STATED GOAL: Only the lines from the line containing "Indicate every instance of the sun" to the end of the entries should be repeated, exactly as they appear.

WORKING DATA:
....
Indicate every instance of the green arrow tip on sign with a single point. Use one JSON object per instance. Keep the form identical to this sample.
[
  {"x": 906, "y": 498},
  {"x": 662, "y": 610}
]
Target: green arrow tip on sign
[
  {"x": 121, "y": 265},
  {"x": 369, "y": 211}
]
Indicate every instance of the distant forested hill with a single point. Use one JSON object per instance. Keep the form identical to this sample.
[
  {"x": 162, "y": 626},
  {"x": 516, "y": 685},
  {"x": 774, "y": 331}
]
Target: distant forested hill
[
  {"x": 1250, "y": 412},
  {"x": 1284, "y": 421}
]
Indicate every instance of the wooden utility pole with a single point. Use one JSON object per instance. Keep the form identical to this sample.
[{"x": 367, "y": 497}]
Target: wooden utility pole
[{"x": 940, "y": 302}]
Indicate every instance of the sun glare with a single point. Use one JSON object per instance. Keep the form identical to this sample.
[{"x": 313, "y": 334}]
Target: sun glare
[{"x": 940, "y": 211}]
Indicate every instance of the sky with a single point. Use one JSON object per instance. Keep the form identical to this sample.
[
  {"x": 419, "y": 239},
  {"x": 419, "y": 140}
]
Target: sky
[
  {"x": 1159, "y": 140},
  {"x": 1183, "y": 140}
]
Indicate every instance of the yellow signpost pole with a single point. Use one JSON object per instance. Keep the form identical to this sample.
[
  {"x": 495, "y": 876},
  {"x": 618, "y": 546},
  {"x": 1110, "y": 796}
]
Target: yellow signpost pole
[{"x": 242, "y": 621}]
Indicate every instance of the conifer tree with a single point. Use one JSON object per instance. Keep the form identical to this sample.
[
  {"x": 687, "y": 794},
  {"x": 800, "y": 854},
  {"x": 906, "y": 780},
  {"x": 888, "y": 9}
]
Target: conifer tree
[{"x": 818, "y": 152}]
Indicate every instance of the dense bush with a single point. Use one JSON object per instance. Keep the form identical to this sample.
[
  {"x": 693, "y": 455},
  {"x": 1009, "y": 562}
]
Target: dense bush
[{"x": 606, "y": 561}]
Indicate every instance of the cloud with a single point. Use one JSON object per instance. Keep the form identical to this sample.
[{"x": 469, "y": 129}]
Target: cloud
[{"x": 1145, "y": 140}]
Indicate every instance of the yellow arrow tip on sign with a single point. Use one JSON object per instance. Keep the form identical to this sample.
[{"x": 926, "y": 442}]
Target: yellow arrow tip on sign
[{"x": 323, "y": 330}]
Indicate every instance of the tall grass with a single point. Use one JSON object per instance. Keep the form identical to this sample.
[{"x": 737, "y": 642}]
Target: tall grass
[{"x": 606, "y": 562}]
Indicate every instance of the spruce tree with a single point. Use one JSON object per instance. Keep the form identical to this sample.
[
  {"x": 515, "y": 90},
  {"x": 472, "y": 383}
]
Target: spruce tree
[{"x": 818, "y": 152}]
....
EXERCISE SOLUTION:
Indicate every instance of the sun glare with a single point. Use one JSON object per instance. Keep the form identical to this sample.
[{"x": 313, "y": 334}]
Target: sun glare
[{"x": 940, "y": 211}]
Indicate every instance of the sky with a single point. Use one JSON object per instance. Keep the form identical to this sample.
[
  {"x": 419, "y": 239},
  {"x": 419, "y": 140}
]
Target: sky
[
  {"x": 1159, "y": 140},
  {"x": 1183, "y": 140}
]
Indicate every instance of the yellow signpost pole with a single point. Use one JSON object per instance. Keep the form identical to this sample.
[
  {"x": 495, "y": 876},
  {"x": 618, "y": 546},
  {"x": 1110, "y": 796}
]
Target: yellow signpost pole
[{"x": 242, "y": 621}]
Indicate every instance of the conifer tree with a single point. Use one JSON object per instance. Keep the form identical to this sample.
[
  {"x": 687, "y": 794},
  {"x": 800, "y": 854},
  {"x": 906, "y": 780},
  {"x": 888, "y": 9}
]
Target: conifer tree
[{"x": 818, "y": 152}]
Indicate every instance of the dense bush with a single point. Use one JSON object per instance. Keep the form identical to this sample.
[
  {"x": 693, "y": 455},
  {"x": 1009, "y": 562}
]
Target: dense bush
[{"x": 606, "y": 561}]
Indicate every instance of the cloud with a single point. Use one JSON object per instance. Keep the form identical to this sample.
[{"x": 469, "y": 129}]
Target: cloud
[{"x": 1145, "y": 140}]
Indicate every instance of the yellow arrow tip on sign with a single point. Use one JSON object per instance. Keep the form identical to this sample.
[{"x": 926, "y": 442}]
Target: yellow arrow tip on sign
[{"x": 323, "y": 330}]
Indicate every instance of the tall grass with a single point. Use one JSON object per instance. Keep the form identical to this sample.
[{"x": 737, "y": 642}]
Target: tall grass
[{"x": 606, "y": 562}]
Indicate every instance of the spruce tree with a single point. Use one JSON object per instance. Keep the form identical to this sample.
[
  {"x": 515, "y": 90},
  {"x": 472, "y": 383}
]
Target: spruce tree
[{"x": 818, "y": 152}]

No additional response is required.